■ Supplied data:
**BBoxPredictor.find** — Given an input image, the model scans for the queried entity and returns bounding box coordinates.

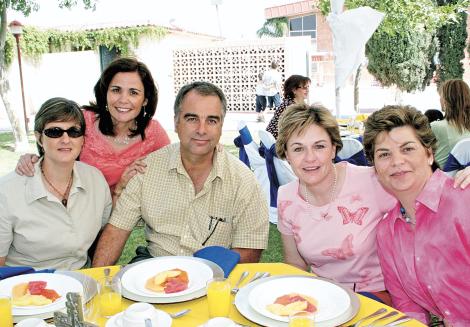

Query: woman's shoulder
[278,179,299,197]
[74,161,108,186]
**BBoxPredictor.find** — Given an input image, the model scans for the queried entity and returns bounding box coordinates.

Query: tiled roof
[48,20,224,40]
[264,0,318,19]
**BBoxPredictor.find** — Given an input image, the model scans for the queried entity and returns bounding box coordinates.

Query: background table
[80,263,425,327]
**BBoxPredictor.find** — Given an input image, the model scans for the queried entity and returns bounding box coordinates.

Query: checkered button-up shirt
[110,143,269,256]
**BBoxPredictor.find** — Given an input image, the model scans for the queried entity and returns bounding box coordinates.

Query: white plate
[235,276,360,327]
[114,256,224,303]
[121,257,213,298]
[0,273,83,316]
[105,309,172,327]
[248,277,351,322]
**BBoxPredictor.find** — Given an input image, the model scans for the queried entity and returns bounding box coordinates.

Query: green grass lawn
[0,132,283,264]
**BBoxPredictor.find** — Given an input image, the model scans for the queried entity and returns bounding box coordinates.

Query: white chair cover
[443,138,470,176]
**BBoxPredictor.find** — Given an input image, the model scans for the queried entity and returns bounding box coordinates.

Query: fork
[384,315,411,327]
[367,311,398,327]
[346,308,387,327]
[232,271,249,294]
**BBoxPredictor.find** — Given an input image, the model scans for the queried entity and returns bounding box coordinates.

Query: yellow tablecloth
[80,263,425,327]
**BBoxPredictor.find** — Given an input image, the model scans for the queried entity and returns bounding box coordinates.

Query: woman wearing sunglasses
[16,58,170,204]
[0,98,112,270]
[266,75,311,139]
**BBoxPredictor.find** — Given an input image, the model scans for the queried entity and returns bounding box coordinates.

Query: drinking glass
[289,311,315,327]
[98,276,122,318]
[0,295,13,327]
[207,278,231,318]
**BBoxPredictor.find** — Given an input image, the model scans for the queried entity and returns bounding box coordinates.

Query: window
[289,15,317,39]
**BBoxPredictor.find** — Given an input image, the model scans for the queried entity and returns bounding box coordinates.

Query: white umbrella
[326,0,385,117]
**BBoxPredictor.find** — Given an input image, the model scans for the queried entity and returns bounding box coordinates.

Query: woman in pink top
[16,58,170,199]
[364,106,470,327]
[276,105,396,303]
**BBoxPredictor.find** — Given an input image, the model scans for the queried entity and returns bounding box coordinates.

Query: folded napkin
[0,266,55,280]
[193,245,240,277]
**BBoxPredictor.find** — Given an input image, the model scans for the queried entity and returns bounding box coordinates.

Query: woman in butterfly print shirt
[364,106,470,327]
[276,105,396,304]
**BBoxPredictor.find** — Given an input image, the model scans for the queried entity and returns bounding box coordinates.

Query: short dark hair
[84,58,158,139]
[424,109,444,123]
[173,81,227,119]
[34,98,85,157]
[284,75,310,99]
[439,79,470,133]
[363,105,439,171]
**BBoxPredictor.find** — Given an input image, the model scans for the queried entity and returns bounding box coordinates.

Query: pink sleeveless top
[80,110,170,191]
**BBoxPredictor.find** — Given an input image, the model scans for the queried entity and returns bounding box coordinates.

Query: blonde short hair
[276,104,343,159]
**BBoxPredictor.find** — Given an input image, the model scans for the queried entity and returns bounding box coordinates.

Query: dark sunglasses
[43,127,83,139]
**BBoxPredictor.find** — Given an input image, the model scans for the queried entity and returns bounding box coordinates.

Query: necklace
[106,135,133,145]
[41,161,73,207]
[400,207,416,225]
[303,164,338,220]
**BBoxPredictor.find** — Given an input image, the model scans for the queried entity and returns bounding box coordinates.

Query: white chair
[258,130,297,224]
[443,138,470,176]
[335,137,367,166]
[235,120,277,221]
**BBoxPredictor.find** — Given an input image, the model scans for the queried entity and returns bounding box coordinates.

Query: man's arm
[92,224,131,267]
[232,248,262,263]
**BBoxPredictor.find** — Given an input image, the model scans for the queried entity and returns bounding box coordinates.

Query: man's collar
[25,158,84,204]
[168,143,224,180]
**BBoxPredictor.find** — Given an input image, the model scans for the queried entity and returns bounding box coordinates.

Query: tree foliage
[437,0,467,84]
[1,26,167,66]
[256,17,288,37]
[319,0,469,92]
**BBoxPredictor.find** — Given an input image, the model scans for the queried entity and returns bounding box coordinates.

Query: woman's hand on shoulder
[113,157,147,196]
[454,166,470,189]
[15,153,39,177]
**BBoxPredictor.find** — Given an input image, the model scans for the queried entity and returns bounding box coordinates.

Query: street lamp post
[8,20,29,134]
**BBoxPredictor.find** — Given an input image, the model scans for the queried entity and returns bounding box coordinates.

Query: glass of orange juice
[0,295,13,327]
[289,311,315,327]
[207,278,231,318]
[98,277,122,318]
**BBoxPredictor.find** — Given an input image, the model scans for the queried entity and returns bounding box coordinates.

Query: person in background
[263,61,282,109]
[431,79,470,168]
[93,82,269,266]
[16,58,170,204]
[364,106,470,327]
[256,73,266,123]
[424,109,444,124]
[0,98,112,270]
[266,75,310,139]
[276,104,396,304]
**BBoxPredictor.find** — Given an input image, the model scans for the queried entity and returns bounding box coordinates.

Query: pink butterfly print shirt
[377,170,470,327]
[278,162,396,292]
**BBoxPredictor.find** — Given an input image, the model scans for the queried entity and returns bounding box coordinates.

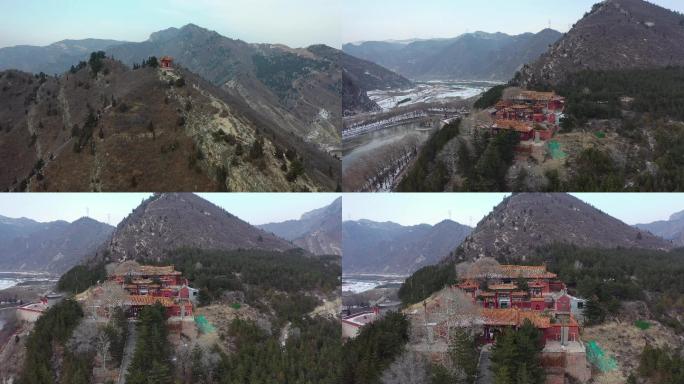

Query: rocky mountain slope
[446,193,672,262]
[635,211,684,247]
[342,29,561,81]
[259,197,342,255]
[342,220,472,274]
[0,216,114,274]
[93,193,296,261]
[0,54,339,191]
[0,39,125,75]
[518,0,684,85]
[310,46,412,116]
[107,24,342,151]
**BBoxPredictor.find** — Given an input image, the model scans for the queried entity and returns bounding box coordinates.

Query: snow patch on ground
[368,81,494,111]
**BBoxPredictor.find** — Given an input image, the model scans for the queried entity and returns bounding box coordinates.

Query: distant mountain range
[107,24,342,150]
[445,193,672,263]
[0,53,341,192]
[342,220,472,275]
[0,216,114,274]
[89,193,297,261]
[635,211,684,247]
[0,24,342,164]
[342,29,562,81]
[258,197,342,255]
[0,39,125,75]
[517,0,684,85]
[310,46,413,116]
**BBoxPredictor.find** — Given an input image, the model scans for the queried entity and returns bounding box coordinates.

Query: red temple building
[456,265,566,311]
[454,265,582,342]
[490,91,565,141]
[159,56,173,70]
[109,265,197,317]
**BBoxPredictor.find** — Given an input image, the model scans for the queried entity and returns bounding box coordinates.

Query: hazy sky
[0,0,341,47]
[0,193,340,225]
[342,0,684,43]
[342,193,684,226]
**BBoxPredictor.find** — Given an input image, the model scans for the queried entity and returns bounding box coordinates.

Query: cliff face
[518,0,684,85]
[0,59,328,192]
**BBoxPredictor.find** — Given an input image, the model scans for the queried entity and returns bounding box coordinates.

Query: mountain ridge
[342,29,561,81]
[516,0,684,85]
[0,216,114,274]
[88,193,297,263]
[634,211,684,247]
[257,197,342,255]
[442,193,672,263]
[342,219,471,275]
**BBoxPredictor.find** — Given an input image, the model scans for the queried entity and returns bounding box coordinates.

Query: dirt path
[119,321,138,384]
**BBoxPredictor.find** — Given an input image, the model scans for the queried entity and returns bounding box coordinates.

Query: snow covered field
[368,81,497,111]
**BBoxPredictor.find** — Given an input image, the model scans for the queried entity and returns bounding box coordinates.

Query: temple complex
[108,263,197,318]
[489,91,565,142]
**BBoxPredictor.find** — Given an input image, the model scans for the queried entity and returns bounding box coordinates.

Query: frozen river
[368,80,498,111]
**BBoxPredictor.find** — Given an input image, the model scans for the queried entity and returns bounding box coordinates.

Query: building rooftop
[482,308,551,328]
[487,283,518,291]
[494,119,534,133]
[126,295,174,307]
[500,265,557,279]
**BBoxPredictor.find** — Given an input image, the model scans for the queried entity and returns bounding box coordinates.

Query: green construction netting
[587,340,617,372]
[549,140,568,159]
[195,315,216,334]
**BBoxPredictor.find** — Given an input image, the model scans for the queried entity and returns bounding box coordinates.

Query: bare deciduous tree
[381,351,430,384]
[95,328,111,370]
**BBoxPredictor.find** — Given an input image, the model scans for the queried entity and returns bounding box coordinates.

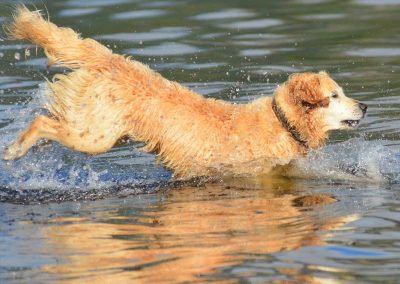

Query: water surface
[0,0,400,283]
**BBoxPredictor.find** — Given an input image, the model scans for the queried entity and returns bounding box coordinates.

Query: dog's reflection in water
[41,180,357,283]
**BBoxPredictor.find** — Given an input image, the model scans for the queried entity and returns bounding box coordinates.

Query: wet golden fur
[4,6,364,177]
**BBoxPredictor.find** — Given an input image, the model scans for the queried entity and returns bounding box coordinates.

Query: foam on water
[293,138,400,184]
[0,85,171,202]
[0,85,400,203]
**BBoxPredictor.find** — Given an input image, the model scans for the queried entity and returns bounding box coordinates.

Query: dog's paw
[3,143,24,161]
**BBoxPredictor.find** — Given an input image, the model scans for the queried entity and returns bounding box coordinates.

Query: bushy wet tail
[4,5,112,69]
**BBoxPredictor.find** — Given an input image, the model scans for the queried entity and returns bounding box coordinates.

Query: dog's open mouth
[342,119,360,127]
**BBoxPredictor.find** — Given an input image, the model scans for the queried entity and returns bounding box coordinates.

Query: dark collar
[272,98,308,149]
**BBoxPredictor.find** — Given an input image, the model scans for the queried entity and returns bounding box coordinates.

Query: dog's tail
[4,5,112,69]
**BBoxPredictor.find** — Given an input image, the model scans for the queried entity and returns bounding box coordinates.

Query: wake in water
[294,138,400,184]
[0,85,400,203]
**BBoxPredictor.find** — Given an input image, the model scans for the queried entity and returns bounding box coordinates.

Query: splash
[0,84,171,203]
[0,84,400,203]
[292,138,400,184]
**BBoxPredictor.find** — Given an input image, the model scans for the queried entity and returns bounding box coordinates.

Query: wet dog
[4,6,367,178]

■ Aim: Swap "tiled roof" for "clay roof" in the lines from the very first line through the line containing "[264,0,318,19]", inclusive, and give those lines again with all else unchanged and the pictures left out.

■ Result:
**BBoxPredictor.find** — Given an input image, the model scans for the queried entity and returns bounding box coordinates.


Query: woman's shoulder
[278,179,299,197]
[74,161,108,186]
**BBoxPredictor.find** — Given an input image, the model scans for the queried entity and returns bounding box coordinates.

Query: clay roof
[48,20,224,40]
[264,0,318,19]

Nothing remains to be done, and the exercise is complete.